## OBJECTIVES:
1 > Reproduce the PCL filament review below in full, word for word.
2 > From the rows, copy out each line containing the string "flower".

## Begin EXTRACT TO READ

3DPC PCL Filament Review

PCL Polycaprolactone is a curious material, it has a v very low melt point, hot water is enough to melt it. This means it can easily be hand formed. This is the same plastic that Polymorph, Friendly Plastic, and a few other names, all intended for hand forming. it is in the polyester family. It suggests a working range of 70ºC - 140ºC.

This actually poses the first issue, printers are not typically run so low. Many printers have a safety protocols to prevent extruding cold. This means my first prints the extruder was not at all extruding.

I ended up adding an M302 ‘cold extrude’ command.

The first issue solved. The first attempt was a failure, bed adhesion.

I discovered the bed temps need to be around 35-45º

The first print that was ‘successful’ was printed too hot, 130ºC

Forefront. The print is a razor stand.

## End EXTRACT TO READ
## Begin PROVIDED DATA

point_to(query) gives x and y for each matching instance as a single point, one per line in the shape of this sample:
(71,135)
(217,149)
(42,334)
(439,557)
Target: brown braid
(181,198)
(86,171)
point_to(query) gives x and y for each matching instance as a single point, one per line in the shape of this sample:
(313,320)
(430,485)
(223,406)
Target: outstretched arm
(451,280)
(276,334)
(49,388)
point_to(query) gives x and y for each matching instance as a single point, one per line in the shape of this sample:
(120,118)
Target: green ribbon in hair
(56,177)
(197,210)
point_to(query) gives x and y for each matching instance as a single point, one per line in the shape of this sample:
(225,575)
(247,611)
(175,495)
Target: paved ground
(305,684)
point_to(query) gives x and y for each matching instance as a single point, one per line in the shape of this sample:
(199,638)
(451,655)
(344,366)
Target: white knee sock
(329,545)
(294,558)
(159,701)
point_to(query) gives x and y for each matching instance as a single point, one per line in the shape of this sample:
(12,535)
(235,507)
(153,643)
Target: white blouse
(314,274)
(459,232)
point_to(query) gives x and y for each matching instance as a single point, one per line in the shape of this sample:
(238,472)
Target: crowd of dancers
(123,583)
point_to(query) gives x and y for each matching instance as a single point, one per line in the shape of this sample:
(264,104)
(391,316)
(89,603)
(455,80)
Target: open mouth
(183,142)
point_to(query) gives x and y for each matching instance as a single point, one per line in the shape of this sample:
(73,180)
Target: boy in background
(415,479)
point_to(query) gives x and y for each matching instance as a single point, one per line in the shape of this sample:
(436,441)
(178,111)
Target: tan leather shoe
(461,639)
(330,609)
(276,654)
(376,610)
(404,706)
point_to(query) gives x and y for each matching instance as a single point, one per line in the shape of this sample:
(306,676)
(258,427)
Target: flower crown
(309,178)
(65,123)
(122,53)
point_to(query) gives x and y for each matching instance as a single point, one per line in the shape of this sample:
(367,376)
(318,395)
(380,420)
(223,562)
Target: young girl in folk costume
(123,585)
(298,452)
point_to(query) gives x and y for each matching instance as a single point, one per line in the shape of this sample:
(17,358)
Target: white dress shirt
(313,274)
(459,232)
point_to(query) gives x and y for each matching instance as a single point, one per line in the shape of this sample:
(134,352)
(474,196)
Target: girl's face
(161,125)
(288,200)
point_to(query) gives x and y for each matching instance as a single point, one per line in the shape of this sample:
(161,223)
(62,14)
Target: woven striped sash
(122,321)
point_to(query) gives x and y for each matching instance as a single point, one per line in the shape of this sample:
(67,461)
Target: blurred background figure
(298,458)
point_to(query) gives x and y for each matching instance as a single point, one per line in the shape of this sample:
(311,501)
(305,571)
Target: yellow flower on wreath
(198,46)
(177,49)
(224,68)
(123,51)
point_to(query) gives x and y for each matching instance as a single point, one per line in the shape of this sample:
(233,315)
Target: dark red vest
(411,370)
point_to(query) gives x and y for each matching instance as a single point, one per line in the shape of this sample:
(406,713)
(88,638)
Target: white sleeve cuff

## End PROVIDED DATA

## ANSWERS BY TASK:
1 >
3DPC PCL Filament Review

PCL Polycaprolactone is a curious material, it has a v very low melt point, hot water is enough to melt it. This means it can easily be hand formed. This is the same plastic that Polymorph, Friendly Plastic, and a few other names, all intended for hand forming. it is in the polyester family. It suggests a working range of 70ºC - 140ºC.

This actually poses the first issue, printers are not typically run so low. Many printers have a safety protocols to prevent extruding cold. This means my first prints the extruder was not at all extruding.

I ended up adding an M302 ‘cold extrude’ command.

The first issue solved. The first attempt was a failure, bed adhesion.

I discovered the bed temps need to be around 35-45º

The first print that was ‘successful’ was printed too hot, 130ºC

Forefront. The print is a razor stand.

2 >
Target: flower crown
Target: yellow flower on wreath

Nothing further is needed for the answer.